FLOORED

Reclaimed Designworks provides old wood for new floors

BY ENID SPITZ

“Prepare to be floored,” warns Reclaimed DesignWorks (RDW), the company responsible for the wall-to-wall walnut in what might be downtown Charleston’s most expensive hotel room. The company is serious. With a showroom in downtown Charleston and clients all the way up to Canada, RDW offers the ideal combination of personalized service and international clout.

“We take on any size project,” says RDW’s co-founder and owner, Scott Peckham. “We have done a 10,000-squarefoot beach house on Kiawah Island, but we also sell material for smaller projects, including individual fireplace mantels and bundles of barnwood for accent walls.”

Inside the Planters Inn’s St. Philip Suite, a sprawling 1,400-square-foot sanctuary that rents for over $2,000 a night, RDW provided an elegant hitskip walnut floor—the perfect “foundation” for a memorable getaway. Dark walnut contrasts with the airy views of St. Philip’s steeple and complements the suite’s exposed brick walls.

* **STORED RECORDS**:
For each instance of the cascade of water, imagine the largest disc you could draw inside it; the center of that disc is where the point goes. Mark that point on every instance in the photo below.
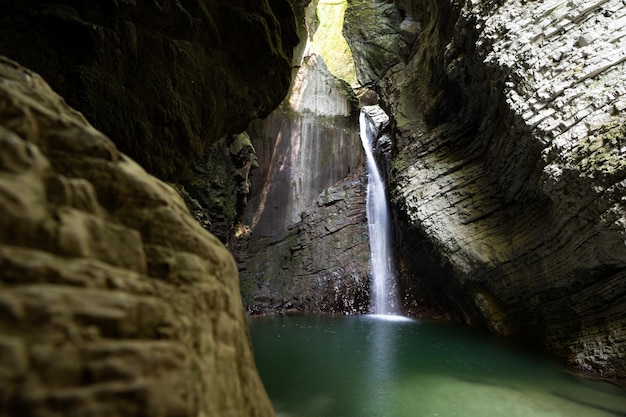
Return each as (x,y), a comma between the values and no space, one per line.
(379,224)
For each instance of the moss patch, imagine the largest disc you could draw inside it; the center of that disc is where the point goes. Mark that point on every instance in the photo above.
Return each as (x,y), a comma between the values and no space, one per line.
(329,42)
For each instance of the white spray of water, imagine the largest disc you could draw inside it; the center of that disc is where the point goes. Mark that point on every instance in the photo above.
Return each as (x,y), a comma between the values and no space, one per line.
(379,224)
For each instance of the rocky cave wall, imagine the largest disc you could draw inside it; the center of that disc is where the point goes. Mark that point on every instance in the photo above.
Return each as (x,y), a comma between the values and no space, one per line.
(508,171)
(166,80)
(303,245)
(113,299)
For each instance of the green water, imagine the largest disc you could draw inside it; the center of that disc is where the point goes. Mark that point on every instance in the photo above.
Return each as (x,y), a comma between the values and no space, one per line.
(365,366)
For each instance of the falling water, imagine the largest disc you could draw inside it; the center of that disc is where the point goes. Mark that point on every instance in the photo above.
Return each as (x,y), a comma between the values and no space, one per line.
(379,224)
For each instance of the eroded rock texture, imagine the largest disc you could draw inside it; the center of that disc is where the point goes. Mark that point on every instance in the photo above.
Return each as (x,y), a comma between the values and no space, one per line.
(304,242)
(508,171)
(164,79)
(113,299)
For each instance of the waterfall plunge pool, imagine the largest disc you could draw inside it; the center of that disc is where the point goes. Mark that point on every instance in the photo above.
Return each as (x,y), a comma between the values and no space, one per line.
(370,366)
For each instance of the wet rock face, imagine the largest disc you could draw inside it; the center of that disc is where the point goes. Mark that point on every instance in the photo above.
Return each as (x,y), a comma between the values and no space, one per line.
(163,79)
(508,174)
(319,264)
(304,242)
(113,299)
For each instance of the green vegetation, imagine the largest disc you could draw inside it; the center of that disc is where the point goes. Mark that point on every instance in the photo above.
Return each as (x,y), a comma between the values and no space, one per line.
(329,42)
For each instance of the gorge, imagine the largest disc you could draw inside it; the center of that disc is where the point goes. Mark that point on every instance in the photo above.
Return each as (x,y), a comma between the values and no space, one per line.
(118,291)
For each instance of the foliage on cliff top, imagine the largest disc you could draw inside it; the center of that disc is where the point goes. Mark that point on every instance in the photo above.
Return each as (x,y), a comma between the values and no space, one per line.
(329,42)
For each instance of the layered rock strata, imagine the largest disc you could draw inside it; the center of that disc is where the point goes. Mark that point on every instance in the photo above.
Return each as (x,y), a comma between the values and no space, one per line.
(113,299)
(303,242)
(508,171)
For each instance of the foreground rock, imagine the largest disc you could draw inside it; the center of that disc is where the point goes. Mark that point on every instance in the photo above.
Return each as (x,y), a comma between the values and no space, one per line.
(163,79)
(509,171)
(113,299)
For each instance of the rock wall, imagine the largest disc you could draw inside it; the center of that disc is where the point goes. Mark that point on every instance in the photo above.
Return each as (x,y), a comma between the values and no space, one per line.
(164,79)
(508,175)
(113,299)
(302,244)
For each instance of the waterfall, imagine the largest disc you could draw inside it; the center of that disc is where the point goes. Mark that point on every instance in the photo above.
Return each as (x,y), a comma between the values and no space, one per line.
(379,223)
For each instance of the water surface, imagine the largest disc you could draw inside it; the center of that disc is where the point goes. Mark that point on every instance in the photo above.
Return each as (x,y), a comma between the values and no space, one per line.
(368,366)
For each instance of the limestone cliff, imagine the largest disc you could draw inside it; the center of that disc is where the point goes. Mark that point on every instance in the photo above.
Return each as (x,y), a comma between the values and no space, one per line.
(508,172)
(164,79)
(303,242)
(168,81)
(113,299)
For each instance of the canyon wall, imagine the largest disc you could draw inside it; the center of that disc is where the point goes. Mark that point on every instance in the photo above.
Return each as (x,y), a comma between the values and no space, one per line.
(508,174)
(113,299)
(303,241)
(168,81)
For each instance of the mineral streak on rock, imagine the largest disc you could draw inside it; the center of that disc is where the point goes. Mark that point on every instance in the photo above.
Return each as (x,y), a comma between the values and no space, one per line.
(113,299)
(508,172)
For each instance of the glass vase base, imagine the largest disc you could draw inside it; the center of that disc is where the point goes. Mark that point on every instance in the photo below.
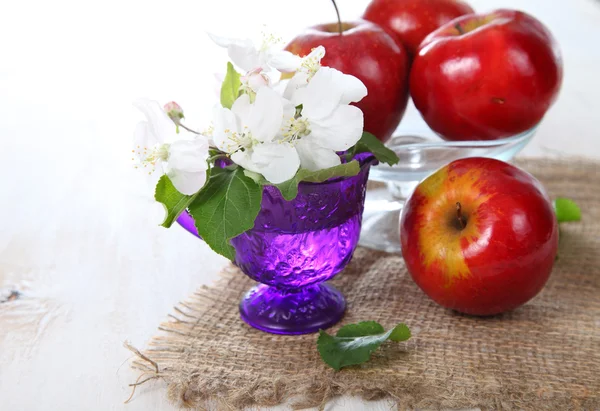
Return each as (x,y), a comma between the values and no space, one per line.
(292,311)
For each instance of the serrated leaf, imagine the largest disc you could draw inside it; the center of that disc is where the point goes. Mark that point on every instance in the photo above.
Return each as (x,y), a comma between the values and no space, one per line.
(230,88)
(354,343)
(173,201)
(225,208)
(289,189)
(566,210)
(368,143)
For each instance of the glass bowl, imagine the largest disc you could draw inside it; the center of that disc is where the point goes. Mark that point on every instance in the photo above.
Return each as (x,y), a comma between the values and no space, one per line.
(420,155)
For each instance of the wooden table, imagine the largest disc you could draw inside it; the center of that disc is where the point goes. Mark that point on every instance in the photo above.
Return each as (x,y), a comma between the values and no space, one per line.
(83,263)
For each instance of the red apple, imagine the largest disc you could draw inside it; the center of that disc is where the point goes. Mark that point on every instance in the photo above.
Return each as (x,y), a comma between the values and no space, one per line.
(366,51)
(412,20)
(479,236)
(485,77)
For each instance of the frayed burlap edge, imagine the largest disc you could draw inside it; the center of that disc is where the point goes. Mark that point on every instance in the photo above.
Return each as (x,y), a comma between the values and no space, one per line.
(164,357)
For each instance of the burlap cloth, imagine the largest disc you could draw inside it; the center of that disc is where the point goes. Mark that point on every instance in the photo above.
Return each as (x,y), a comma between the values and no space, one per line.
(544,355)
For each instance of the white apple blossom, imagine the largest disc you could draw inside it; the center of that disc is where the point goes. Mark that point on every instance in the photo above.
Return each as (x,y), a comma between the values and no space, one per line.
(327,123)
(247,56)
(182,155)
(248,133)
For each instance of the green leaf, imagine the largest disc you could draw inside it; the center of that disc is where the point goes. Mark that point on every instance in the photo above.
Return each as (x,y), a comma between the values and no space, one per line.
(230,88)
(173,201)
(368,143)
(225,208)
(289,189)
(566,210)
(354,343)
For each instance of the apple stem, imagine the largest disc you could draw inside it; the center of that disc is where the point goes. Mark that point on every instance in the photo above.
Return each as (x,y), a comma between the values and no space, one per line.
(337,12)
(460,216)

* **REQUEST**:
Return the passage of the Reclaimed DesignWorks article exactly as it appears, beginning at the words "Inside the Planters" and stopping after "exposed brick walls.".

* **EXERCISE RESPONSE**:
Inside the Planters Inn’s St. Philip Suite, a sprawling 1,400-square-foot sanctuary that rents for over $2,000 a night, RDW provided an elegant hitskip walnut floor—the perfect “foundation” for a memorable getaway. Dark walnut contrasts with the airy views of St. Philip’s steeple and complements the suite’s exposed brick walls.